Return these lines word for word, with nothing changed.

##### Entries #####

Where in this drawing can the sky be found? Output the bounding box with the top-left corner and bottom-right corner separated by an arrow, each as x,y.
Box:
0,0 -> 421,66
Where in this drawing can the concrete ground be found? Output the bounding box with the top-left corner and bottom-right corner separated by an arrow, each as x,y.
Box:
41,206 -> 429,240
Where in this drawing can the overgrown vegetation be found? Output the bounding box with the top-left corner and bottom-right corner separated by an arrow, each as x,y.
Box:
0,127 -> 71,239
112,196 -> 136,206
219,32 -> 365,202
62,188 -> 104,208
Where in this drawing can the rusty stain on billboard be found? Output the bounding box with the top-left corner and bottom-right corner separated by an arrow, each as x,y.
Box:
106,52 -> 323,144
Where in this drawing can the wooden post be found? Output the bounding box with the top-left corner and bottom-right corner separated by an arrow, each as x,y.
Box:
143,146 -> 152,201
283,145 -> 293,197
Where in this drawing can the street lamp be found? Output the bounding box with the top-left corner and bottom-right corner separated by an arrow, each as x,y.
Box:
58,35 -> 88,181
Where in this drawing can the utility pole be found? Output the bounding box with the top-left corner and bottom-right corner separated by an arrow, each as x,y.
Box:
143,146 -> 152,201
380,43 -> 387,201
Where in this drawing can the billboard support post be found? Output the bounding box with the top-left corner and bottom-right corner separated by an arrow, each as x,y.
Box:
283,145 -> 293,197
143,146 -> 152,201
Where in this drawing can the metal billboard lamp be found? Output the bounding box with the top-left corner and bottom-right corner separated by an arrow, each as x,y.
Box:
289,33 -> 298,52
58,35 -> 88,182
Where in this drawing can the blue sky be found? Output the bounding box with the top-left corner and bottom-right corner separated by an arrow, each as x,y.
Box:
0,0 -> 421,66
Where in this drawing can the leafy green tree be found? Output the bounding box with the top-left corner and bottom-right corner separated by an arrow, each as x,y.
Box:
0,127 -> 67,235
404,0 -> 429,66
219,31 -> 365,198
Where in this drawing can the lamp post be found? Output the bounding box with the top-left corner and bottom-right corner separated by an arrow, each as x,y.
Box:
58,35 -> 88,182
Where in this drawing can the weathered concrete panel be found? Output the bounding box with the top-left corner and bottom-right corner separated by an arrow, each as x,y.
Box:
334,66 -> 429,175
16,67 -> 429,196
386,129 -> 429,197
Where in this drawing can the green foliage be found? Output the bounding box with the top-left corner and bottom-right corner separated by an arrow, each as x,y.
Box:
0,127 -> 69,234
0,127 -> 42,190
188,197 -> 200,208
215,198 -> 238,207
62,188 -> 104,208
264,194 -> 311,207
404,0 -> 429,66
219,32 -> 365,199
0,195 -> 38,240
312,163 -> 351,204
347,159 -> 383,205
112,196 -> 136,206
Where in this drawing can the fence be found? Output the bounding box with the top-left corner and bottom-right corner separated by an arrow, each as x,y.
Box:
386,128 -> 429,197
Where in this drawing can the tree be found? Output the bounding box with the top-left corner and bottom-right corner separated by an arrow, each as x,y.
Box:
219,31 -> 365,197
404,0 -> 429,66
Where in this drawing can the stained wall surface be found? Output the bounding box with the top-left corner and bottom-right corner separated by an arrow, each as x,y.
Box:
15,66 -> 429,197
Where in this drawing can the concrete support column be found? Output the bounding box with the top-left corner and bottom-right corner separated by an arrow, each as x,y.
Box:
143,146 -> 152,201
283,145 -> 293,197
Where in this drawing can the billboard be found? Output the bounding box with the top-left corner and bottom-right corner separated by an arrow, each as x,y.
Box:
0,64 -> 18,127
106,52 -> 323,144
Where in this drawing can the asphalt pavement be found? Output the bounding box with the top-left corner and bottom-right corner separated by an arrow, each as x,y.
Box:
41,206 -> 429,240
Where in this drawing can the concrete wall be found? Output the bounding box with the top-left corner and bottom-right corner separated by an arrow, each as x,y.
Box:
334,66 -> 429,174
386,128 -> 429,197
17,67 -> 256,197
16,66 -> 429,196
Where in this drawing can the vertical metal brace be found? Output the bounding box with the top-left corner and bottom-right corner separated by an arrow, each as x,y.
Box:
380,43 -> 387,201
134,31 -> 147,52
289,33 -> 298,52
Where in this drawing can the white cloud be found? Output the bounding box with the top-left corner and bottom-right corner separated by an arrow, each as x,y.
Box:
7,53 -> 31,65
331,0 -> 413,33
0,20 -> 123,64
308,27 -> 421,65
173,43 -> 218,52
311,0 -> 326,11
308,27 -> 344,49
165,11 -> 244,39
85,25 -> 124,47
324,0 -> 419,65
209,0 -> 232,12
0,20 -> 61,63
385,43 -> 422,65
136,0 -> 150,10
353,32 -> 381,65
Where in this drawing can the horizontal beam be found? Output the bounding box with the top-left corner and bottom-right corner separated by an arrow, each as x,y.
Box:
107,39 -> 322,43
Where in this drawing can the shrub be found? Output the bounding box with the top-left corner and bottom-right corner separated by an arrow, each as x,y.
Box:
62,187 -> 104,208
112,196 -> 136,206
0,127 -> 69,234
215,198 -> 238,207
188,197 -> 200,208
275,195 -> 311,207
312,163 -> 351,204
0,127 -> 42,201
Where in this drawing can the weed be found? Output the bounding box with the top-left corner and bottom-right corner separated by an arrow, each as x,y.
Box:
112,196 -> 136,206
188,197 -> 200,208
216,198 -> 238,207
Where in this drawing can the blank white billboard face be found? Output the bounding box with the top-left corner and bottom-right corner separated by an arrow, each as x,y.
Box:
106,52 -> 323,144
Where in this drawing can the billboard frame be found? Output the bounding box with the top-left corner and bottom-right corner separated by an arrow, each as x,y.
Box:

#####

• Reply to the exercise:
Where in this drawing can the sky be found? Output the bounding box with the top-left corner and bottom-right corner separated by an arrow, each as x,y.
Box:
0,0 -> 421,66
Where in this drawing can the concrete ground be found? Output the bounding box with the top-left corner and bottom-right corner separated by an arrow, each as x,y.
Box:
41,206 -> 429,240
Where in this drawing can the overgrown vegetation be found? Output the bounding box with the top-left corner and bottom-right corner separated by an arrow, each as x,y.
Box:
0,127 -> 71,239
112,196 -> 136,206
219,32 -> 365,202
62,188 -> 104,208
Where in this drawing can the rusty stain on billboard be found? Output the bounding box with the top-left corner and bottom-right corner separated by an arrow, each as x,y.
Box:
106,52 -> 323,144
Where in this drawing can the wooden post be found? Output the bounding box with the top-left corner and bottom-right corner separated by an arrow, each as x,y.
Box:
143,146 -> 152,201
283,145 -> 293,197
Where in this drawing can the street lamp be found? Output the bounding box with the top-left corner and bottom-right corner separated by an arrow, each as x,y.
Box:
58,35 -> 88,181
Where in this drawing can the utility pole be found? Output the bounding box with the top-left corner and bottom-right corner separated by an arrow, each as x,y.
Box:
143,146 -> 152,201
380,43 -> 387,201
Where in this drawing can the billboard support post be found? Output the bounding box with the top-left corner and bottom-right corner separated by an arrow, each as x,y.
Box:
283,145 -> 293,197
143,146 -> 152,201
Where in this drawing can the metal billboard lamp be found? Output the bounding box with the top-left corner and bottom-right corner separated by an arrow, each as x,y.
Box:
289,33 -> 298,52
58,35 -> 88,182
Where in this drawing can the blue sky be found? Output the bounding box with the top-left corner and bottom-right corner separated by an arrow, each as x,y.
Box:
0,0 -> 421,66
Where in this drawing can the leafy green tree be found? Output the bounding box with the top-left corner and bottom-right corner separated by an arrow, each as x,y.
Box:
0,127 -> 67,235
404,0 -> 429,66
219,31 -> 365,198
Where in this drawing can the lamp post be found? Output the bounding box with the top-left corner and bottom-right corner separated by an arrow, each as x,y.
Box:
58,35 -> 88,182
Where in this drawing can the weathered concrete panel be found? Output the bounding box with the top-left corner and bottom-right corner separated by an arrow, each as x,y.
Box:
334,66 -> 429,175
16,67 -> 429,196
386,129 -> 429,197
Where in this drawing can the green foliage be found? Output the bounding box with the top-left corner and bottom-right corner separated by an arrow, each as x,y.
Box:
0,127 -> 69,234
0,127 -> 42,190
188,197 -> 200,208
215,198 -> 238,207
62,188 -> 104,208
264,194 -> 311,207
404,0 -> 429,66
219,32 -> 365,199
0,195 -> 38,240
312,163 -> 351,204
347,159 -> 383,205
112,196 -> 136,206
Where in this drawing can the fence be found? Output the bounding box with the top-left corner and bottom-right corner separated by an arrow, each as x,y.
Box:
386,128 -> 429,197
Where in this drawing can the tree be found? Output the bounding box with the top-left corner and bottom-right corner separated by an arrow, each as x,y.
Box:
219,31 -> 365,197
404,0 -> 429,66
Where in this drawing can the stained wall surface be found? Output the bounding box with the top-left corner and bottom-right corner separated by an arrow, each as x,y.
Box:
15,66 -> 429,197
Where in this drawing can the concrete support column be found? Output the bounding box with the top-left corner and bottom-right corner separated by an arrow, each as x,y.
Box:
143,146 -> 152,201
283,145 -> 293,197
Where in this drawing can the billboard be found? Output the bounding box with the top-left corner and bottom-right corner separated by an arrow, each as x,y.
Box:
0,64 -> 18,127
106,52 -> 323,144
Where in this drawing can the asphalt pavement be found? Output the bounding box with the top-left corner and bottom-right corner separated by an arrow, each as x,y.
Box:
41,206 -> 429,240
Where in this drawing can the concrete wall be found? Output the bounding box with the top-left corner and bottom-right corner separated by an arrow, each as x,y.
Box:
334,66 -> 429,174
386,128 -> 429,197
17,67 -> 256,197
16,66 -> 429,196
Where in this drawing can the vertical metal brace be found? Output the bounding box with the top-left corner and bottom-right corner separated by an arrow, each as x,y.
Box:
380,43 -> 387,201
134,31 -> 147,52
289,33 -> 298,52
Where in this drawing can the white cloud be found? Output the bounding box with the top-left corner and bottom-right corner separated by an arrow, each as x,y.
Box:
7,53 -> 31,65
331,0 -> 413,33
0,20 -> 123,64
308,27 -> 421,65
173,43 -> 218,52
311,0 -> 326,11
308,27 -> 344,49
165,11 -> 244,39
85,25 -> 124,47
324,0 -> 419,65
209,0 -> 232,12
0,20 -> 61,63
385,43 -> 422,65
136,0 -> 150,10
353,32 -> 381,65
Where in this drawing can the horizontal beam be found? Output the bounding box with the top-left corner and bottom-right corner separated by an arrow, each as x,y.
Box:
107,39 -> 322,43
Where in this drawing can the shrub be found? Output the bounding box with the top-left corner and bottom-right corner separated by an arrow, each as x,y.
Box:
62,187 -> 104,208
112,196 -> 136,206
0,127 -> 69,234
215,198 -> 238,207
188,197 -> 200,208
275,195 -> 311,207
312,163 -> 351,204
0,127 -> 42,201
Where in this drawing can the weed be found? Output the bounding box with the top-left corner and bottom-right corner separated by an arrow, each as x,y.
Box:
112,196 -> 136,206
188,197 -> 200,208
216,198 -> 238,207
Where in this drawing can the blank white billboard face be found? Output the bounding box with the top-left corner and bottom-right corner separated by an arrow, each as x,y.
Box:
106,52 -> 323,144
Where in this drawing can the billboard frame be found? Output the bounding box with the top-left corner and bottom-right corner separated by an arrow, each as x,y.
Box:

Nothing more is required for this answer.